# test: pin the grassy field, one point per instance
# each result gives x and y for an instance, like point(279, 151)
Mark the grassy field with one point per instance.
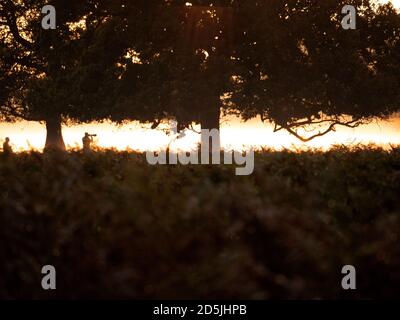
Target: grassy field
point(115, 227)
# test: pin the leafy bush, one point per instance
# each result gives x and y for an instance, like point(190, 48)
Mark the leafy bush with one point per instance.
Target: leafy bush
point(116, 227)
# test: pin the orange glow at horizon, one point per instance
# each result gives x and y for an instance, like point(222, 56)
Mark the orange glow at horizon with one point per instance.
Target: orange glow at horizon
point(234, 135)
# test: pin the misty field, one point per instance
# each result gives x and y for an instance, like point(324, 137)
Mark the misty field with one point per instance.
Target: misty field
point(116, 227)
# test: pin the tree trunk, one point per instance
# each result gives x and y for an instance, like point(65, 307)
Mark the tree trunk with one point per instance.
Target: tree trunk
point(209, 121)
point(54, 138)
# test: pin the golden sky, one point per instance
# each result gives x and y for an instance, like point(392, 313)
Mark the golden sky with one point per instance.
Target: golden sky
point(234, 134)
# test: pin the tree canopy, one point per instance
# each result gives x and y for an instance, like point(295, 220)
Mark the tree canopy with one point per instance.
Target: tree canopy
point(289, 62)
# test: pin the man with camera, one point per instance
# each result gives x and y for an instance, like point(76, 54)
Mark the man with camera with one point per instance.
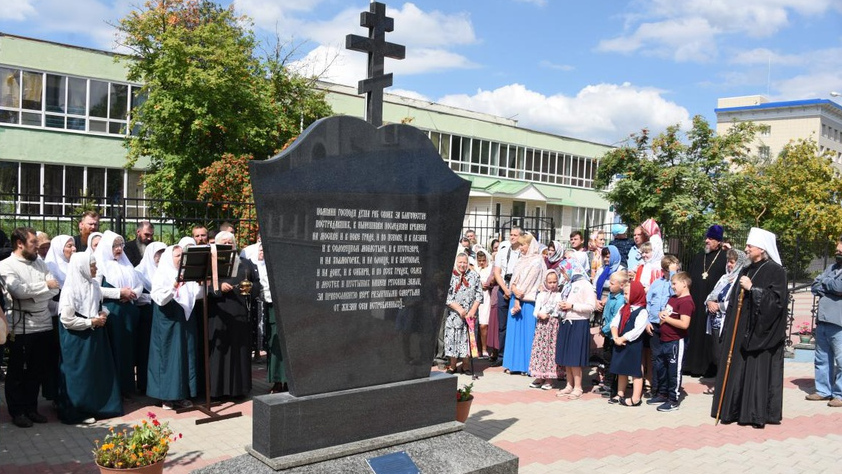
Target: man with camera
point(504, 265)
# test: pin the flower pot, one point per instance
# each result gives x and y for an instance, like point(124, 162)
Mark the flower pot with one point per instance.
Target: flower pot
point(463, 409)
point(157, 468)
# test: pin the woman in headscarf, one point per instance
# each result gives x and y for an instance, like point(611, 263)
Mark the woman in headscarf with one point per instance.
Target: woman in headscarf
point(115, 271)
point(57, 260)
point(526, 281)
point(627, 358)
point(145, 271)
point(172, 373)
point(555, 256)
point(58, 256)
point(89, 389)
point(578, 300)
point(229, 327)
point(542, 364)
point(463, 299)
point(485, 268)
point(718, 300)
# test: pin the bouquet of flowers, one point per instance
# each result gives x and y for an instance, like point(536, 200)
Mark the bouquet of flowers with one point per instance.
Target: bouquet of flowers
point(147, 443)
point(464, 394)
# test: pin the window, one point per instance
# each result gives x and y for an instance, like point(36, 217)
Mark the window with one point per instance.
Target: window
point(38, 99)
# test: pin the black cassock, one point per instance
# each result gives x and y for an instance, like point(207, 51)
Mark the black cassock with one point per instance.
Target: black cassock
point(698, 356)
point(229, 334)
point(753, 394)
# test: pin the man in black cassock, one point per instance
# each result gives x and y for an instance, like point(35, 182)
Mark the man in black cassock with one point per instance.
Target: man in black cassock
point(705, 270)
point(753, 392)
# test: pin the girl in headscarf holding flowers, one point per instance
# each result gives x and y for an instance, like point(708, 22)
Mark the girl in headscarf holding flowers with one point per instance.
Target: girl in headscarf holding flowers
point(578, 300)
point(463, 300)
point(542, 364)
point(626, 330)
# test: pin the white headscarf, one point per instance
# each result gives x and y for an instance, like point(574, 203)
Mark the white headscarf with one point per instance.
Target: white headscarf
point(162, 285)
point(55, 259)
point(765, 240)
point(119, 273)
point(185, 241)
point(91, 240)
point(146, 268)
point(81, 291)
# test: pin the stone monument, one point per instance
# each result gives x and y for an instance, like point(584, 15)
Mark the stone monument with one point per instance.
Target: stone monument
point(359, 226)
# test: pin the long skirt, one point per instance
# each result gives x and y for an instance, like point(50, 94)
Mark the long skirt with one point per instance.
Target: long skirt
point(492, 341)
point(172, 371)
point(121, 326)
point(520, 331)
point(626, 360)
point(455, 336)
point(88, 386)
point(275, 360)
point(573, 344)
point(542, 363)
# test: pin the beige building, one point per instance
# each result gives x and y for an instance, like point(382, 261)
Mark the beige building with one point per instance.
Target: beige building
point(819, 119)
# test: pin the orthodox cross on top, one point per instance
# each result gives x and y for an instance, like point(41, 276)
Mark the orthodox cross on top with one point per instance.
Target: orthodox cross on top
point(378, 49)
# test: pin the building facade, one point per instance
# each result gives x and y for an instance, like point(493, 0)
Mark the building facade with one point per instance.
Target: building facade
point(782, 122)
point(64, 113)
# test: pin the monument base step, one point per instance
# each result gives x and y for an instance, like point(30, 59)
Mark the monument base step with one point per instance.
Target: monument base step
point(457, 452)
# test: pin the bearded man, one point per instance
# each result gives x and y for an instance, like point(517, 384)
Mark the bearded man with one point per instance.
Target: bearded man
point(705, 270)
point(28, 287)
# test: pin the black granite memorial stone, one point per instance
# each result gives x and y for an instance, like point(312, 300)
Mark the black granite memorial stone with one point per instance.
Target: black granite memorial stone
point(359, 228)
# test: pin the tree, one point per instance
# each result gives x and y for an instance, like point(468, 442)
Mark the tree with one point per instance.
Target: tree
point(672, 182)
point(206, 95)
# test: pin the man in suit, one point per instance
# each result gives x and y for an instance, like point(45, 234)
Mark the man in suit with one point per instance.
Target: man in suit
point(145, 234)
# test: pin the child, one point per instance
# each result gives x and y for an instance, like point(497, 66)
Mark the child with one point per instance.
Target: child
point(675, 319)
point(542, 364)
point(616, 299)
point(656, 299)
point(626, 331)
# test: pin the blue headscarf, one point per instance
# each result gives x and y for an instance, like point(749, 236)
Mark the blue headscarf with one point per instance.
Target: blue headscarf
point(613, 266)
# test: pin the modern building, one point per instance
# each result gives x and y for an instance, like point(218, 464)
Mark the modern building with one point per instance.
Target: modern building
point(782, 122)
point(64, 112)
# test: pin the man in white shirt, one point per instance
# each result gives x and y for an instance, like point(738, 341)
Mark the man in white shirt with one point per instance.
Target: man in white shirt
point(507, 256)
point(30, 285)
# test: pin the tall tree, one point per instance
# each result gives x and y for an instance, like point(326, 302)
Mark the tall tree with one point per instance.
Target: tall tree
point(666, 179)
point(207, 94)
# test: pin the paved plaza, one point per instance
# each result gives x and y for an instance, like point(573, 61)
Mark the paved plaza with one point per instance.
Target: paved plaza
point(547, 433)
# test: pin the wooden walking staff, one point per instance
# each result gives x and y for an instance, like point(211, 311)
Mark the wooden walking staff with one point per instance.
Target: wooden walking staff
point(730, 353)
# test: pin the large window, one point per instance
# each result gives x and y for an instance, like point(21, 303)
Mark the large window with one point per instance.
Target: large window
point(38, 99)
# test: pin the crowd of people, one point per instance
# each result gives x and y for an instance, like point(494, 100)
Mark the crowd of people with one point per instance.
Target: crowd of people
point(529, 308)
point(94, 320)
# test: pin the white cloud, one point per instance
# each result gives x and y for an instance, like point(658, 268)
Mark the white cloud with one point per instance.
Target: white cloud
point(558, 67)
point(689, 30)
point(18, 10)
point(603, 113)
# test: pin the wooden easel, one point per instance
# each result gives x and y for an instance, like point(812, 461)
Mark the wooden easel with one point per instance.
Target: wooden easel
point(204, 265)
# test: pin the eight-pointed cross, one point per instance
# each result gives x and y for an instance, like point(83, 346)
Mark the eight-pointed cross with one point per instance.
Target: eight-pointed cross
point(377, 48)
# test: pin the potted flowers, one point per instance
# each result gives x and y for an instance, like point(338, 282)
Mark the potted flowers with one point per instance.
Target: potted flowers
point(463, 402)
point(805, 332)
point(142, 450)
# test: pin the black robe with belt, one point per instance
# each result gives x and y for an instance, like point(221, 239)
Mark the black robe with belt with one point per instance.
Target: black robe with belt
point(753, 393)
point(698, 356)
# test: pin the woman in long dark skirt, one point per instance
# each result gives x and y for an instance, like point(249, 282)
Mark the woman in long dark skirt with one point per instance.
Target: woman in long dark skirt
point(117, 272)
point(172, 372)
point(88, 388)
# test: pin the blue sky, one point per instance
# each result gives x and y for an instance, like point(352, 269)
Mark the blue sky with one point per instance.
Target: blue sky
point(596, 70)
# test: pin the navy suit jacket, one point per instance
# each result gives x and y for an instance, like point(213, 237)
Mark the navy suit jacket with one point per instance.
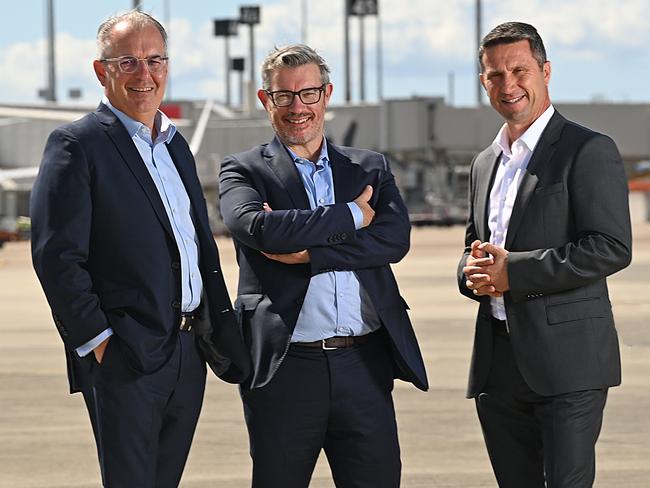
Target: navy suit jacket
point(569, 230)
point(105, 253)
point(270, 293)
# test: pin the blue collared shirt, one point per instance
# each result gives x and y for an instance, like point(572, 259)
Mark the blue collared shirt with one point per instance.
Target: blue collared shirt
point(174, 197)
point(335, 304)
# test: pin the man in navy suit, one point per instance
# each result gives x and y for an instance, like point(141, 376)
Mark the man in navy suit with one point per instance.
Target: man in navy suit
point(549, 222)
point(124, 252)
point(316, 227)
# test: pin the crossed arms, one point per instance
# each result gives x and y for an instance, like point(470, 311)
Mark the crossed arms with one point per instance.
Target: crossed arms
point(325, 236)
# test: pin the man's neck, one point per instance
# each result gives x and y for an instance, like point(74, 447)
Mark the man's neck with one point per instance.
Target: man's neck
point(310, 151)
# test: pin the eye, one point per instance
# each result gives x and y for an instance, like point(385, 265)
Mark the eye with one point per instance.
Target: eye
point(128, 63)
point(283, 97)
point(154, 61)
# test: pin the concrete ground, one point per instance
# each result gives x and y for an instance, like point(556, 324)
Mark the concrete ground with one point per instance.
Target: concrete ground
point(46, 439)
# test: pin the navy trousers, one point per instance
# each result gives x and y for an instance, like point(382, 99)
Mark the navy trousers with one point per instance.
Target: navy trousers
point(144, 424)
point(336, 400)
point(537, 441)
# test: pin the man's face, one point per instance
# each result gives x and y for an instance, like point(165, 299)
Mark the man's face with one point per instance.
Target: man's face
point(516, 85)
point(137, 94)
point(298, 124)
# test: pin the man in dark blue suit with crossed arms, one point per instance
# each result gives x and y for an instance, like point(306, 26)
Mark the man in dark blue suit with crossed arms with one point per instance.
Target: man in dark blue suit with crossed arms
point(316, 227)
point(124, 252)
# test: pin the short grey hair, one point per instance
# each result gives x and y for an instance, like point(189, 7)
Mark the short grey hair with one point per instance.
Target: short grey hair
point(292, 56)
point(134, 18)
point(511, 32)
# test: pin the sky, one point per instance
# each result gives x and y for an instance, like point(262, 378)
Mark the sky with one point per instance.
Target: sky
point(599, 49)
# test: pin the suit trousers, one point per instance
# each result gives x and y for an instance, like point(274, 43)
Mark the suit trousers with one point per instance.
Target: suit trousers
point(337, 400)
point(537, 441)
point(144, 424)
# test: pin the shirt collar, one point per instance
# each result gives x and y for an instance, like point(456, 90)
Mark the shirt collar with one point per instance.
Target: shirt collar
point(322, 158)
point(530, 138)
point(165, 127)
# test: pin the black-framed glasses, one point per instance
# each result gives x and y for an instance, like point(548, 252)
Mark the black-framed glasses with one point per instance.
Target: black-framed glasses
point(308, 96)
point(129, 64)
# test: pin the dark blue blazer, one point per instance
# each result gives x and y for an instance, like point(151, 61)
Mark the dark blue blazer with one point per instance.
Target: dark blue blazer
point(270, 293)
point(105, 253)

__WORK INSTRUCTIONS__:
All lines above from the one with "like point(41, 276)" to the one with "like point(749, 236)", inclusive, should be copied exactly, and no other lines.

__SOLUTION TO THE EXERCISE__:
# each result gives x and y for an instance, like point(41, 276)
Mark the orthodox cross on top with one point per instance.
Target: orthodox cross on top
point(378, 49)
# test: pin the building facade, one point per instance
# each result gives x and y for an instance, like point(493, 0)
Mark the building facade with one point per instance.
Target: building facade
point(782, 122)
point(64, 113)
# test: pin the monument base step, one point per instance
# each result gives x and y for an instance, like point(30, 59)
Mark the monument base step with one point per instance.
Target: monument base step
point(457, 452)
# test: pin the bearded man, one point per instance
# each result gives x and y for an instance, like point(517, 384)
Mark the bearded man with one point per instance.
Target: bearded man
point(705, 270)
point(28, 287)
# test: pin the black granite memorial stone, one point per instance
# each result gives x and y for an instance, like point(312, 300)
Mark the black granite memorial stone with one point per instance.
Target: black granite memorial stone
point(359, 228)
# test: pin the tree, one point per instance
# each result gives x and y for an instance, like point(468, 442)
Mark the tree with one point per instance.
Target: tree
point(672, 182)
point(206, 95)
# test: pin the man in suit, one point per instance
# each result gives x and y for an instance, like point(45, 234)
Mark the man in suit with one point per instance.
Target: man in suit
point(145, 234)
# test: pin the child, one point per instance
# each result gives x and y for an instance, like point(497, 66)
Mark the child with one point per instance.
Target: child
point(675, 319)
point(542, 364)
point(616, 299)
point(656, 299)
point(626, 331)
# test: pin the blue headscarf, one point per instance
# each result gives x and y for an instance, like point(749, 236)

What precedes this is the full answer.